» **Anforderungen**
Gib alle Zeilen vom Anfang der Datensätze bis einschließlich der Zeile mit „point(486, 337)" vollständig wieder und verschiebe dabei jeden Koordinatenwert in den Antwortzeilen um 149. Bilder werden nicht in die Ausgabe übernommen.

» **Bereitgestelltes Material**
··········
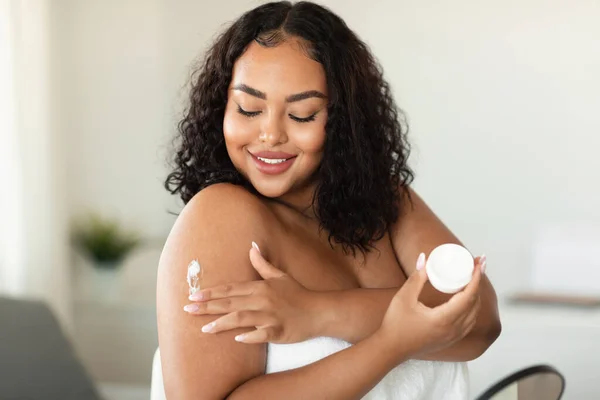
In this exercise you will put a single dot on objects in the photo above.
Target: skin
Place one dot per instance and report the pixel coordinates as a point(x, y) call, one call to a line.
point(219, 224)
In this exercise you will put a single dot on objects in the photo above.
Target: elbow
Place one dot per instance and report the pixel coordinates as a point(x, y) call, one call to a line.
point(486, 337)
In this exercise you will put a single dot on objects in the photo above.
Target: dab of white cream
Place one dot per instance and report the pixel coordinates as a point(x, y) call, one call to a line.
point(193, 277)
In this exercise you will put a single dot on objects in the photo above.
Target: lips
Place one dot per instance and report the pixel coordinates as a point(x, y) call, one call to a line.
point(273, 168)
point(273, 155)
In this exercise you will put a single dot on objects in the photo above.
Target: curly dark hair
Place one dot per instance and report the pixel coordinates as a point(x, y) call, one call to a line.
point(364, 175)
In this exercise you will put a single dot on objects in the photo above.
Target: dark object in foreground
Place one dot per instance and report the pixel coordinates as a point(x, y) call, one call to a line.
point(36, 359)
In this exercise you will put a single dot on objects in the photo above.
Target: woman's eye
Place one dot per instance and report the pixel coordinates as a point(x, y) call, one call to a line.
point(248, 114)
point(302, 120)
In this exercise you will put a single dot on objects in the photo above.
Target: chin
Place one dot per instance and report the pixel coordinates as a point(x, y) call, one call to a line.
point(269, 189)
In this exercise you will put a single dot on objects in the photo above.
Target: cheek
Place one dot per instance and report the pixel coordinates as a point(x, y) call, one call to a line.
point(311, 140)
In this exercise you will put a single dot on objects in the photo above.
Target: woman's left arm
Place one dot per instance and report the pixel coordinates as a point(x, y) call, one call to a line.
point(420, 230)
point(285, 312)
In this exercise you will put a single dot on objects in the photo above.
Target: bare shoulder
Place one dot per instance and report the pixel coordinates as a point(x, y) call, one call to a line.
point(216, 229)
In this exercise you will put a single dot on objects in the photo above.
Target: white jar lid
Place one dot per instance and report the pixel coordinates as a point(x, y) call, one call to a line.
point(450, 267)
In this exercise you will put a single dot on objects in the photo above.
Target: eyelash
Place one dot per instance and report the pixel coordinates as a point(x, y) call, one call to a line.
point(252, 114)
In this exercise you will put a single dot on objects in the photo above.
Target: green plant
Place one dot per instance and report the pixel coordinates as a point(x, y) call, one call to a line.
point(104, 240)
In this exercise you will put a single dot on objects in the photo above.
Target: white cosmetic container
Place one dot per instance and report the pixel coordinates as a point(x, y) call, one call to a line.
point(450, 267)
··········
» **Antwort**
In this exercise you will put a single dot on objects in the photo above.
Target: skin
Place one dot per instance and report the pixel coordinates as a point(x, y) call, one call to a line.
point(368, 373)
In this exercise you will put a single dot on objects in the photo above.
Target: elbow
Place one dot per instance and report the pixel coordinates as a point(x, y) call, one call to a line.
point(635, 486)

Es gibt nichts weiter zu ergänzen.